— INFORMATION SUPPLIED —
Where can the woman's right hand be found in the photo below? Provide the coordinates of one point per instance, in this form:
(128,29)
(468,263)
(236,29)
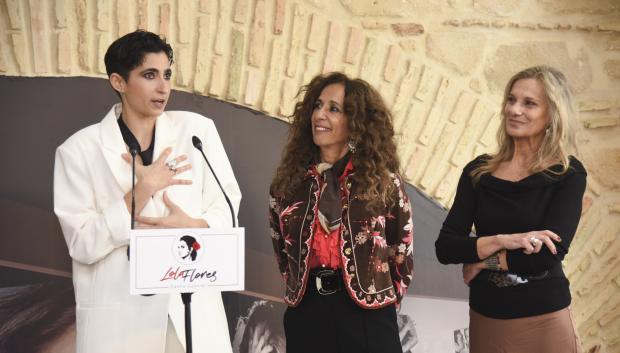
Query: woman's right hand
(158,175)
(531,242)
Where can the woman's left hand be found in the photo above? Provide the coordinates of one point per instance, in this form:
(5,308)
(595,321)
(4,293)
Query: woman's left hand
(470,271)
(176,219)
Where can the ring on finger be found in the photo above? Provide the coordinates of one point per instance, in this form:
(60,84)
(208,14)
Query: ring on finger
(171,164)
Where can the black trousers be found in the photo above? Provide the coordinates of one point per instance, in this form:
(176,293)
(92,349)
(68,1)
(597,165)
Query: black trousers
(335,324)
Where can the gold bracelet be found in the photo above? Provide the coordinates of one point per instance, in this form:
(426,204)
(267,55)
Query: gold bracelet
(492,262)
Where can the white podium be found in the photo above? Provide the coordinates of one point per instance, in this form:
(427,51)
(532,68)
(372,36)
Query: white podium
(181,260)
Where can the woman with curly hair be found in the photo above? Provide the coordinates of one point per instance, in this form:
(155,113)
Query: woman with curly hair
(341,221)
(525,203)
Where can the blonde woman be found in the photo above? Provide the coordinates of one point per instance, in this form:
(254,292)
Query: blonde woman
(525,204)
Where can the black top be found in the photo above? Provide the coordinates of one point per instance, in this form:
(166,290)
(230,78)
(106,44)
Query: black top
(535,284)
(129,138)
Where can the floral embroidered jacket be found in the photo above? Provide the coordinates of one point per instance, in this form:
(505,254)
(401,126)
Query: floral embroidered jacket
(376,249)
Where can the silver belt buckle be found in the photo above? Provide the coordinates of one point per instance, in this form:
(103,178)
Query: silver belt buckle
(319,282)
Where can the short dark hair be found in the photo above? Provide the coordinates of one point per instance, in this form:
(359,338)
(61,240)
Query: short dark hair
(127,52)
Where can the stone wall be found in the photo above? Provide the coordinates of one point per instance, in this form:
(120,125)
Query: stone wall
(440,64)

— WHAT IS REQUIRED —
Reproduce word for word every line from the one containing "Where can the stone" through the final line of the material above, keeping both of those lines.

— RESPONSE TO THIS EXERCISE —
Where can the stone wall be found in the photo above? Provide the coordinates of one point per instance, in this form:
(120,125)
Query: stone wall
(440,64)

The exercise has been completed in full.